◆ TEXT SECTION ◆
= Beginning of Section =

Tuesday, March 24, 2009

Frida can't paint.

Talking with Natalie last week, I said something really fast that I've been feeling for a while, and it felt good getting out. I said Frida Kahlo was a horrible painter.

It was at the most recent retrospective of her work at the Philadelphia Museum that I really started questioning things. I caught it on its last day and the show was packed, everyone with there audio tour headset clamoring for position near the next work the show's curators deemed important enough to talk about. And it was a bit of a pilgrimage for me. I've known Frida's work for so long and have yet to get tired of the blunt force trauma you can get from fully immersing yourself in her painful all-life-is-sorrow world. I've seen the majority of her paintings before in past exhibitions, back to the huge Latin American survey MOMA had in the early 90's, and the idea of seeing the "real" paintings was still important to me.

Until I saw them.

I was the overcome by the feeling that the actual paintings on the museum wall were not showing me any more than what I could see in the multitude of reproductions, artspeak for pictures of paintings, that have fed me for the majority of my life. In investing so much in the symbolic language that Frida called her own, and in the circumstances from where it came to be, I paradoxicly found myself distanced from the actual paintings themselves. And at that distance they began to seem crude and dry, as if the juice had been sqeezed and all that remained was the disgarded husk.

Now for my credentials: it's arguable that the work of Frida Kahlo was the prominent influence in myself becoming an artist, a.k.a. crazy and broke. Her work showed me the power of self-directed crazy at work; the exorcism of personal monsters that become inseparable from their host, exposing, owning, accepting, and ultimately using your monsters like a pimp whoring out his bitches.
Now, maturity has brought me the understanding that there was no redemption in her actions; as opposed to what that slop-filled melodramatic faux-biopic a few years back would lead you to believe. Those who knew her usually describe her as full of life, as a feisty spitfire, defiant in the face of all that befell her (and trust me, it was a lot).

= End of Section =

◆ TO DO ◆
Output everything in the post on Frida Kahlo from "It was at the" down to "I saw them.", unchanged.

◆ RECORDS SUPPLIED ◆
= Beginning of Section =

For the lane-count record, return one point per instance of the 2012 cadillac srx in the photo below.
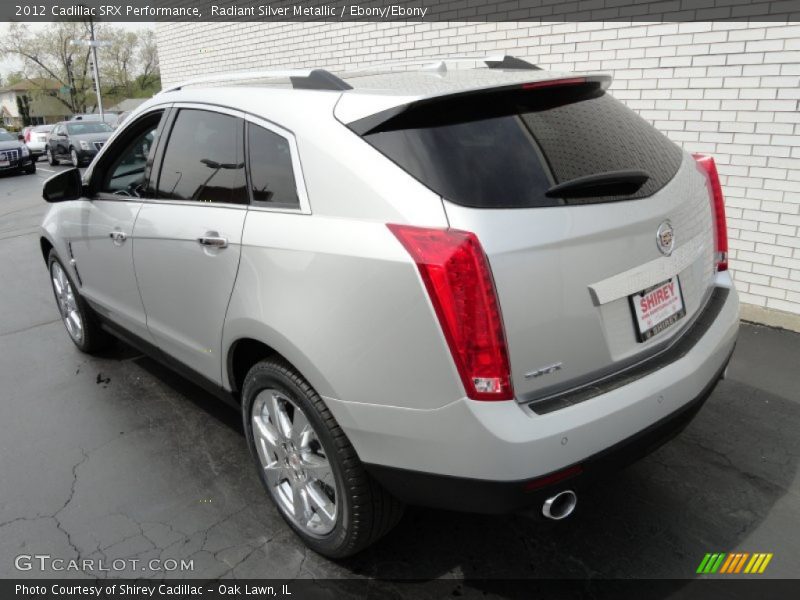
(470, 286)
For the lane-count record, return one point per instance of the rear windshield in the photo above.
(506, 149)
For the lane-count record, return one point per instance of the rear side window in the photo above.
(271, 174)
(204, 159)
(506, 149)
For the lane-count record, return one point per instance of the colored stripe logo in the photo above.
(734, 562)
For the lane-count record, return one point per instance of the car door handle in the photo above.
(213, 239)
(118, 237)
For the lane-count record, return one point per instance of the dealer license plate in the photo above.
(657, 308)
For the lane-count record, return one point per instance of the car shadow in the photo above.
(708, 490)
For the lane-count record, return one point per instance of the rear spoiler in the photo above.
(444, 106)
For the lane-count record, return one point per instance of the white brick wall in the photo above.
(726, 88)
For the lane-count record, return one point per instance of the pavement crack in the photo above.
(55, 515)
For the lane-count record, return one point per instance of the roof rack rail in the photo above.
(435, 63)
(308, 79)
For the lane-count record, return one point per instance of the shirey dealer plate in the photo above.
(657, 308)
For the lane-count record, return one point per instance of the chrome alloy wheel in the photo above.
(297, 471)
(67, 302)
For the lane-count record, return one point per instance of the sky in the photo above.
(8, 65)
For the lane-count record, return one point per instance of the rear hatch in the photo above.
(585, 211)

= End of Section =

◆ ANSWER SPACE ◆
It was at the most recent retrospective of her work at the Philadelphia Museum that I really started questioning things. I caught it on its last day and the show was packed, everyone with there audio tour headset clamoring for position near the next work the show's curators deemed important enough to talk about. And it was a bit of a pilgrimage for me. I've known Frida's work for so long and have yet to get tired of the blunt force trauma you can get from fully immersing yourself in her painful all-life-is-sorrow world. I've seen the majority of her paintings before in past exhibitions, back to the huge Latin American survey MOMA had in the early 90's, and the idea of seeing the "real" paintings was still important to me.

Until I saw them.